#### EXERCISE TASK
Quote the following records verbatim, preserving every line without alteration.

#### DATA FOR THE TASK
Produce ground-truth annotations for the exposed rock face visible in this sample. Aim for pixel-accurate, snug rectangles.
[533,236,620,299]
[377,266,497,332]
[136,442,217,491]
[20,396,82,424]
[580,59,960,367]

#### CORRECT RESPONSE
Produce ground-truth annotations for the exposed rock face visible in this sample. Aim for pixel-accurate, snug rectangles.
[533,236,620,299]
[377,266,497,332]
[136,442,217,491]
[20,396,82,424]
[580,59,960,367]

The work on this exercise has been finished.